The Canadian Critical Care Trials Group/Canadian Critical Care Society Noninvasive Ventilation Guidelines Group has created new clinical guidelines for use of noninvasive ventilation in critical care settings. The new guidelines appear in the Canadian Medical Association Journal (CMAJ).
The guidelines address the use of noninvasive ventilation in the postoperative setting, in immunocompromised patients, in patients being weaned from conventional mechanical ventilation, and in patients at high risk of respiratory failure after removal of a breathing tube.
The guidelines recommend that noninvasive positive pressure ventilation should be the first choice in patients with chronic obstructive pulmonary disease (COPD) or cardiogenic pulmonary edema. It also can be used postoperatively or in people with compromised immune systems.
“Implementation of these guidelines may require clinician education, additional health care personnel, organizational change or additional resources (equipment or beds with cardiopulmonary monitoring) to ensure safe and appropriate application of noninvasive positive-pressure ventilation and continuous positive airway pressure,” writes Sean Keenan, MD, one of the study’s authors from the Royal Columbian Hospital, New Westminster, British Columbia, Canada.

Entries shown —
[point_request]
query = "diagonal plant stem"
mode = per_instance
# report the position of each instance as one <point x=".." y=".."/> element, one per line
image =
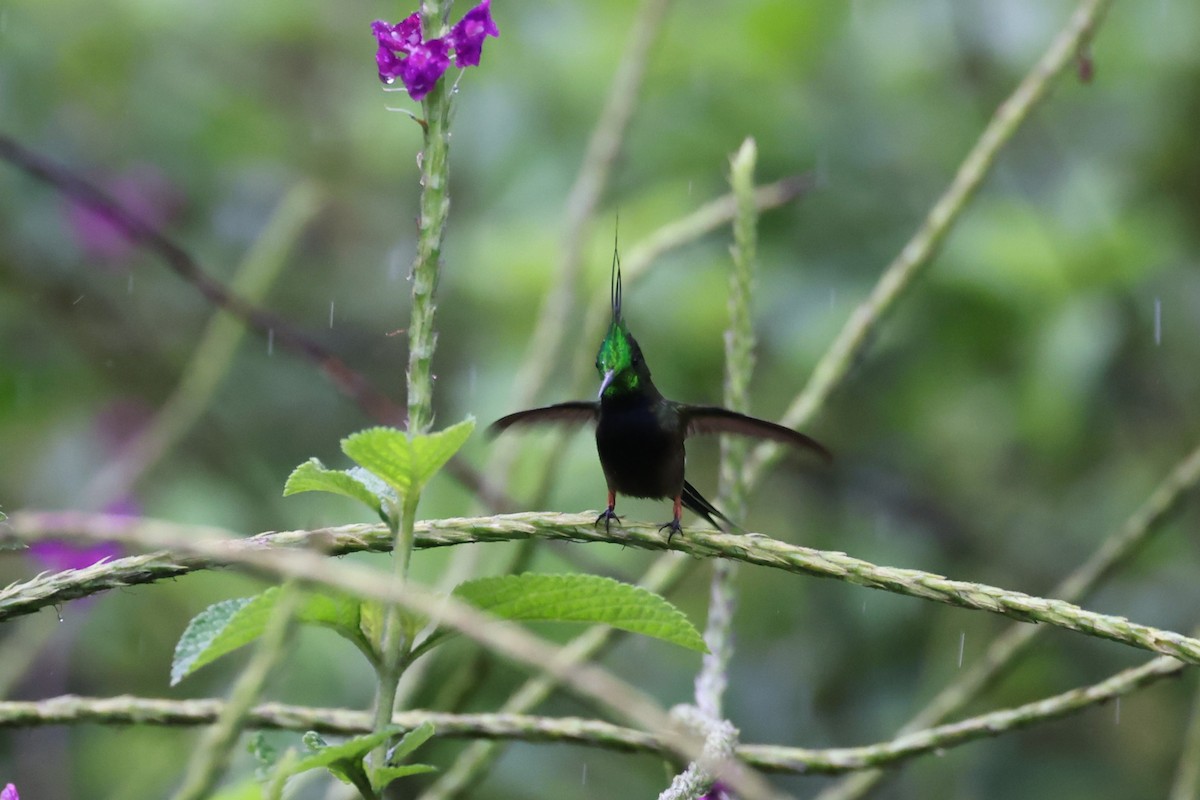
<point x="504" y="638"/>
<point x="510" y="726"/>
<point x="1187" y="773"/>
<point x="607" y="138"/>
<point x="209" y="547"/>
<point x="351" y="383"/>
<point x="211" y="758"/>
<point x="917" y="253"/>
<point x="664" y="575"/>
<point x="213" y="356"/>
<point x="1014" y="642"/>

Set of tasks —
(1) In the article on noninvasive ventilation guidelines, turn the paragraph beginning "The guidelines address the use" into a bulleted list.
(2) Name every requirement that the quotation in the article on noninvasive ventilation guidelines gives as possibly needed to implement them.
(3) Pick up the article on noninvasive ventilation guidelines after its final sentence and write the next paragraph.
The listing comes from a different source than the article on the noninvasive ventilation guidelines.

Written answers —
(1)
The guidelines cover noninvasive ventilation in:
- the postoperative setting
- immunocompromised patients
- patients being weaned from conventional mechanical ventilation
- patients at high risk of respiratory failure after removal of a breathing tube

(2)
- Clinician education
- Additional health care personnel
- Organizational change
- Additional resources (equipment or beds with cardiopulmonary monitoring)

(3)
“Strategies for the implementation of these guidelines should be developed for each relevant clinician group (physicians in different clinical areas and with different levels of training and expertise, respiratory therapists, and nurses),” he adds.
In a related commentary also appearing in the CMAJ, Andrew Bersten, MD, from Flinders Medical Centre in Adelaide, Australia, writes, “Many factors appear to influence the effective implementation of noninvasive ventilation. These factors include an experienced team of health care staff able to provide 24-hour service and detailed attention to mask interface and leaks, choice of equipment, ventilator settings, inspired oxygen levels, glottic function, and clearance of secretions.”
“For these guidelines to change clinical practice, they have to be supported by appropriate education, implementation and review. Helping clinicians know when and when not to use noninvasive ventilation is perhaps the most important role for these guidelines,” he concludes.